DATASET CONTENT:
↓
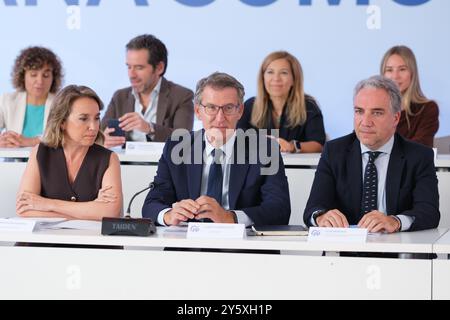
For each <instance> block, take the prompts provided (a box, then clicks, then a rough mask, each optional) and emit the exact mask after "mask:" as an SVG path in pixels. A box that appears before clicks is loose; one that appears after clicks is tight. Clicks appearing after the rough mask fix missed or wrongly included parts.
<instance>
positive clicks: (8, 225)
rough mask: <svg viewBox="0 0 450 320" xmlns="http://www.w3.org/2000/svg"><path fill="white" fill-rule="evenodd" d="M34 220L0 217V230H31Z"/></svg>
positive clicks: (2, 230) (18, 230)
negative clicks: (5, 217)
mask: <svg viewBox="0 0 450 320" xmlns="http://www.w3.org/2000/svg"><path fill="white" fill-rule="evenodd" d="M35 225H36V221H35V220H27V219H0V232H29V233H31V232H33V229H34V227H35Z"/></svg>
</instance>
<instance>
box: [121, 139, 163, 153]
mask: <svg viewBox="0 0 450 320" xmlns="http://www.w3.org/2000/svg"><path fill="white" fill-rule="evenodd" d="M163 149H164V143H163V142H139V141H127V143H126V145H125V153H126V154H154V153H158V154H161V153H162V151H163Z"/></svg>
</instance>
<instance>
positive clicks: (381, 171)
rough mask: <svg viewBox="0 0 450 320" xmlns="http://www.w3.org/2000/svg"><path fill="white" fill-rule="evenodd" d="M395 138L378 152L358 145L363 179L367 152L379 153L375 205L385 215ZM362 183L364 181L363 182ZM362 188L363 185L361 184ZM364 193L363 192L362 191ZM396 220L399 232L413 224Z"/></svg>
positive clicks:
↑
WORK INSTRUCTIONS: Pictures stay out, and every line of the records is transcribed exactly.

WRITTEN SOLUTION:
For each <instance> block, take the prompts provided (a box, then clicks, then a rough mask, each optional) and emit the exact mask after "mask:" as an SVG path in pixels. A box that appears before clicks is loose; one that appears after clicks is tight. Clicks appearing after the rough mask fix missed or wrongly included parts.
<instance>
positive clicks: (8, 225)
rough mask: <svg viewBox="0 0 450 320" xmlns="http://www.w3.org/2000/svg"><path fill="white" fill-rule="evenodd" d="M34 220L0 217V230H31Z"/></svg>
positive clicks: (2, 230) (18, 230)
negative clicks: (5, 217)
mask: <svg viewBox="0 0 450 320" xmlns="http://www.w3.org/2000/svg"><path fill="white" fill-rule="evenodd" d="M35 225H36V221H35V220H27V219H0V232H29V233H31V232H33V229H34V227H35Z"/></svg>
</instance>
<instance>
box: [121, 139, 163, 153]
mask: <svg viewBox="0 0 450 320" xmlns="http://www.w3.org/2000/svg"><path fill="white" fill-rule="evenodd" d="M163 149H164V143H163V142H139V141H127V143H126V145H125V153H126V154H154V153H158V154H161V153H162V151H163Z"/></svg>
</instance>
<instance>
positive clicks: (381, 171)
rough mask: <svg viewBox="0 0 450 320" xmlns="http://www.w3.org/2000/svg"><path fill="white" fill-rule="evenodd" d="M395 138L378 152L358 145L363 179L367 152L379 153L375 205L385 215ZM362 183L364 181L363 182ZM362 188L363 185L361 184ZM364 193L363 192L362 191ZM396 220L399 232L413 224Z"/></svg>
positive clicks:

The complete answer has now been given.